Exactly the lines starting at the line containing "of the swimming" and ending at the line containing "of the water" are to be written out from the listing below, both included.

■ ■ ■

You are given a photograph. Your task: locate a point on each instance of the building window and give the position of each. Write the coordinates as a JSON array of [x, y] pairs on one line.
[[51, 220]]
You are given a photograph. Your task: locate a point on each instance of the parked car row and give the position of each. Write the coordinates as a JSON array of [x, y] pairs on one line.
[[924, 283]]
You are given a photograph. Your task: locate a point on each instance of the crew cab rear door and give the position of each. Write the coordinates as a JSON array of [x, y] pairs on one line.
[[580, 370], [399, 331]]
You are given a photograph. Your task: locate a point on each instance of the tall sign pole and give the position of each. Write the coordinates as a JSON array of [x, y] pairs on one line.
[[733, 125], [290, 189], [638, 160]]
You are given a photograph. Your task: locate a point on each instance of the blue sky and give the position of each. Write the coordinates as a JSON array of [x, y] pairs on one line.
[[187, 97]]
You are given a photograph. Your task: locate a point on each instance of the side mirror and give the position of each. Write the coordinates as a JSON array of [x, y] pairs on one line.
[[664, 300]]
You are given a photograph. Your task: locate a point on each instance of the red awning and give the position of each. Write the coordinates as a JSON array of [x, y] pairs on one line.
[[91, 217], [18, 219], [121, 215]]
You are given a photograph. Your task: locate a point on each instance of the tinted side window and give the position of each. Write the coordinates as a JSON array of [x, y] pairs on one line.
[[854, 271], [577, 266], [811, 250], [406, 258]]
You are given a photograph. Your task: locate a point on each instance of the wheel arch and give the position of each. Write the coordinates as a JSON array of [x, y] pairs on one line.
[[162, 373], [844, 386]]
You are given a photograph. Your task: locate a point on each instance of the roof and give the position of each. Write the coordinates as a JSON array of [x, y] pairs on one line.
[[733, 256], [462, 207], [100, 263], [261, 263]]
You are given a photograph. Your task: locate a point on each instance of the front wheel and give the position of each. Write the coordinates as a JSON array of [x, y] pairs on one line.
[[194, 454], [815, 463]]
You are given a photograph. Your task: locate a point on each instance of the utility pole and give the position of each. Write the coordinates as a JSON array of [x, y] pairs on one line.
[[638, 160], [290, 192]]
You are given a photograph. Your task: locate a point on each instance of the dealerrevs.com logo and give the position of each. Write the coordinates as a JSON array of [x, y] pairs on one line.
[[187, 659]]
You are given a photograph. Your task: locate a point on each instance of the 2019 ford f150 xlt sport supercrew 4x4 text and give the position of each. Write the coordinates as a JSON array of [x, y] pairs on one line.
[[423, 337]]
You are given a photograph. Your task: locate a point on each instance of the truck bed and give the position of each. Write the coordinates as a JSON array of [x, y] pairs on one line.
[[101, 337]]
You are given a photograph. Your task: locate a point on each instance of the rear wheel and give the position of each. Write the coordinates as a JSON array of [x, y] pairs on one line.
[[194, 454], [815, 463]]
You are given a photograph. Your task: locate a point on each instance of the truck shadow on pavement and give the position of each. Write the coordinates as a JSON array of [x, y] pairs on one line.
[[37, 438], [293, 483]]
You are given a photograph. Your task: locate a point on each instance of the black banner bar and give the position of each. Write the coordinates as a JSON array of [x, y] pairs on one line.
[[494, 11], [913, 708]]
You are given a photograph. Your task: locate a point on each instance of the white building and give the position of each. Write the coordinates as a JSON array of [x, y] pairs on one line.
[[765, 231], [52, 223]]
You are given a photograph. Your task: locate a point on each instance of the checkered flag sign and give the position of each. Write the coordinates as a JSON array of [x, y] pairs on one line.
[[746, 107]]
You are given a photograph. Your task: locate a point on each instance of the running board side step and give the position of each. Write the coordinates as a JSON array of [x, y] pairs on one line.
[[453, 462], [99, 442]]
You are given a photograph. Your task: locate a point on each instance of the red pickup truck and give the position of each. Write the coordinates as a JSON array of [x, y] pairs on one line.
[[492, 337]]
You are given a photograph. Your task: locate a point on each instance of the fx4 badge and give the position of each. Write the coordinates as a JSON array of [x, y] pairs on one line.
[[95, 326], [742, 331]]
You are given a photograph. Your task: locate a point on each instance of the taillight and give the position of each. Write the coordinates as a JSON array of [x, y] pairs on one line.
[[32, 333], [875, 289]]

■ ■ ■

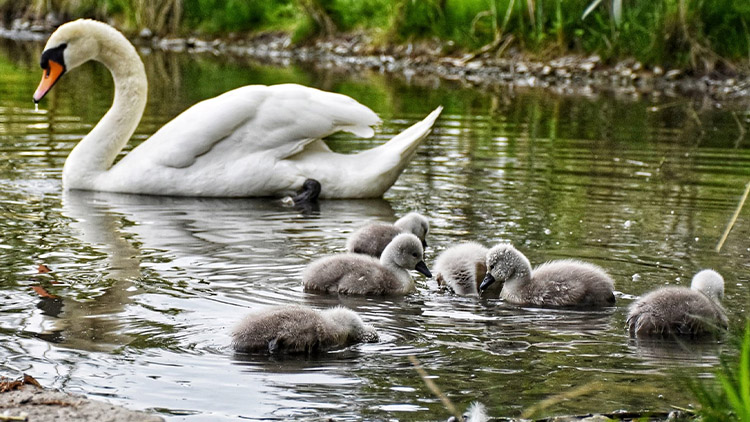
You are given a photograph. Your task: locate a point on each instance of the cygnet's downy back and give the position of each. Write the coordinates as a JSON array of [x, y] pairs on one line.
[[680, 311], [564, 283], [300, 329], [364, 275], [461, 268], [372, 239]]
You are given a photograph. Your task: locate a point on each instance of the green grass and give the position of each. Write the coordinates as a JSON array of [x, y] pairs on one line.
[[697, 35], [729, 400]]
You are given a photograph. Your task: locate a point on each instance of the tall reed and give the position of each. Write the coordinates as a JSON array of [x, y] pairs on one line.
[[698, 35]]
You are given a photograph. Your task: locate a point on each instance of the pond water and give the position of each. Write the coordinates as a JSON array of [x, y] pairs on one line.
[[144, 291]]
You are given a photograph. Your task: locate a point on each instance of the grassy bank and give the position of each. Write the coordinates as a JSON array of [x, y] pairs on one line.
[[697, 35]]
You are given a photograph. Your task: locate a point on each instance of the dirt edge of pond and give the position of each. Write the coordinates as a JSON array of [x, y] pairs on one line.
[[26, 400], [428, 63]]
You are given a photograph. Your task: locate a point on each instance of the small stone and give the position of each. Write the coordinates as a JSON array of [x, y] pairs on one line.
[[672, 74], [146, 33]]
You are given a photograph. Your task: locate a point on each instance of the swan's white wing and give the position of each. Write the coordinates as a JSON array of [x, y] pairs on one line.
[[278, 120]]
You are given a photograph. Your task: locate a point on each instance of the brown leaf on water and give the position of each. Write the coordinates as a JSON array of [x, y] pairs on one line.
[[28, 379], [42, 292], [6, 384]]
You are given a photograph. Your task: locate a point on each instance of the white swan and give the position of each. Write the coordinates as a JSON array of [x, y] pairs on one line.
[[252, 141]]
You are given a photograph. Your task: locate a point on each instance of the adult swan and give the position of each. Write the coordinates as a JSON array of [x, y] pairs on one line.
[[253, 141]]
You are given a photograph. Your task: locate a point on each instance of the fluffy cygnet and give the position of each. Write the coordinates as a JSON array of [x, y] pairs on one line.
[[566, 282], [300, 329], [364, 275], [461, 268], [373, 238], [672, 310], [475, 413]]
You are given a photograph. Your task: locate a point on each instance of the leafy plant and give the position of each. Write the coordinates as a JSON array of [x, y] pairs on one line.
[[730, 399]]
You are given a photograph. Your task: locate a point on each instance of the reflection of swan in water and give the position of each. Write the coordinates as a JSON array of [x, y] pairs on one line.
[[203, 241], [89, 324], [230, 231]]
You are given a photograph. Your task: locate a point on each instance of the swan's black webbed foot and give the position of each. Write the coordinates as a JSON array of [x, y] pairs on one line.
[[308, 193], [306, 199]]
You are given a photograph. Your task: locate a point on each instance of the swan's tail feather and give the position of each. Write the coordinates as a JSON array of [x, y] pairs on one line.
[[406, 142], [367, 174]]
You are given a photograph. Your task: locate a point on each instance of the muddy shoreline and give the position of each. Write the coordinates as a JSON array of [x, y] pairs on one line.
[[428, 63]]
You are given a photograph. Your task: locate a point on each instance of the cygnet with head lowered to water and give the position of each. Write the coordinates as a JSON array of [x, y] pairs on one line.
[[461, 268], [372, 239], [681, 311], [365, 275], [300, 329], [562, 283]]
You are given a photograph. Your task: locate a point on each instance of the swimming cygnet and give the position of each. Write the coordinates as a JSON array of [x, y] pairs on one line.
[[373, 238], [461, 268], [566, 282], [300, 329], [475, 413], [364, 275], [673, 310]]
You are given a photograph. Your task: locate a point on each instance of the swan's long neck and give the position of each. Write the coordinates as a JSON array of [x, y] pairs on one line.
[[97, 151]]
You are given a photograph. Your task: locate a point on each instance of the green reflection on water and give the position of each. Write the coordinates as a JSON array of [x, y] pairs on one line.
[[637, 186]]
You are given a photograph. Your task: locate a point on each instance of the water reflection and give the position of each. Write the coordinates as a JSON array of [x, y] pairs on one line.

■ ■ ■

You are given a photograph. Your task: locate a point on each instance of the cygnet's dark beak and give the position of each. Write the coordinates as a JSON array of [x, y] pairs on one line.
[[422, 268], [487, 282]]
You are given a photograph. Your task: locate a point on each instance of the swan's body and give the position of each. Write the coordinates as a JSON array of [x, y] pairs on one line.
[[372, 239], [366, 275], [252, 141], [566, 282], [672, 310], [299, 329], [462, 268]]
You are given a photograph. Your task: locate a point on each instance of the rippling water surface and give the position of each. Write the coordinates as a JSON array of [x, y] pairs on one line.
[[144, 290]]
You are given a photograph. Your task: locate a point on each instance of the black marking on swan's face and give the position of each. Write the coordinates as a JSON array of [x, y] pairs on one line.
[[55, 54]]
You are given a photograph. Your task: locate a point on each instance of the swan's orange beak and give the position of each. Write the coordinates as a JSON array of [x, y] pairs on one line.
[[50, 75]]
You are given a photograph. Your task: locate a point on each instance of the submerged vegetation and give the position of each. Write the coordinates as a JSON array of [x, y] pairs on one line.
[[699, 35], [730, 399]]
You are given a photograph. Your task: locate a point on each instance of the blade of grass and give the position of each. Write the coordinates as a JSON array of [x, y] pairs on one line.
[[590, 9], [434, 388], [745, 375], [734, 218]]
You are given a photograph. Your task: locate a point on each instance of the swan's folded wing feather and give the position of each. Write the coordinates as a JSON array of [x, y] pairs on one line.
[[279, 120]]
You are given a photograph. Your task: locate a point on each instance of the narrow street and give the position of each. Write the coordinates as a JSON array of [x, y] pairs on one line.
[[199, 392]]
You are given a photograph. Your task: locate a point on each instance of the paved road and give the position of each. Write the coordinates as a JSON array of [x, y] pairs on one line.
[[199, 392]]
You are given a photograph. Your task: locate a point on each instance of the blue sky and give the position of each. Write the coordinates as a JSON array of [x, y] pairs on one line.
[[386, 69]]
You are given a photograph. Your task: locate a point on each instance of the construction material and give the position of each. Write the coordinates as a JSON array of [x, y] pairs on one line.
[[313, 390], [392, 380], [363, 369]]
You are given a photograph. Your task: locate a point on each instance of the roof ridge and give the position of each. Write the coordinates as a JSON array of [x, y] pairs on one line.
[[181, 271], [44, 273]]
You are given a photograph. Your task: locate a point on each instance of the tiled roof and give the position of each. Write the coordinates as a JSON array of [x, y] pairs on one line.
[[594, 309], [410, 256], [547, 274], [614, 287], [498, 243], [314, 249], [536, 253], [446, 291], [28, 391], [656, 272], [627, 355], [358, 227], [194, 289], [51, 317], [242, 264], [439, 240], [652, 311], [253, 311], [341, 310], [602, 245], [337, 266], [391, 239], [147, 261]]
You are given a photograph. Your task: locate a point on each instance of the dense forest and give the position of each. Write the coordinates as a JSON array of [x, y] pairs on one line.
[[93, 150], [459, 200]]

■ ■ ■

* [RESPONSE TO THE TASK]
You are given a photograph. Your task: locate a point on each instance of the swimming cygnet and give the position of each. Write the coordinates as a JSON array of [x, y] pairs on one line.
[[373, 238], [461, 268], [566, 282], [300, 329], [475, 413], [364, 275], [673, 310]]
You are given a photograph. Your task: locate a point on each instance of the swan's long neck and give the position of each. Write the coordinates as a JSON array of [x, y] pairs on one line.
[[97, 151]]
You are given a photograph. Your task: locate a point on each instance of the green reflection on water and give the position of each. Write the coordinates as a JSON array of [x, y] pairs on one line.
[[637, 186]]
You are given a photograph. Your task: locate a point on each instance of the water reflection and give the position of each. Write the coordinates as a JSON array of [x, y] pairs on one line.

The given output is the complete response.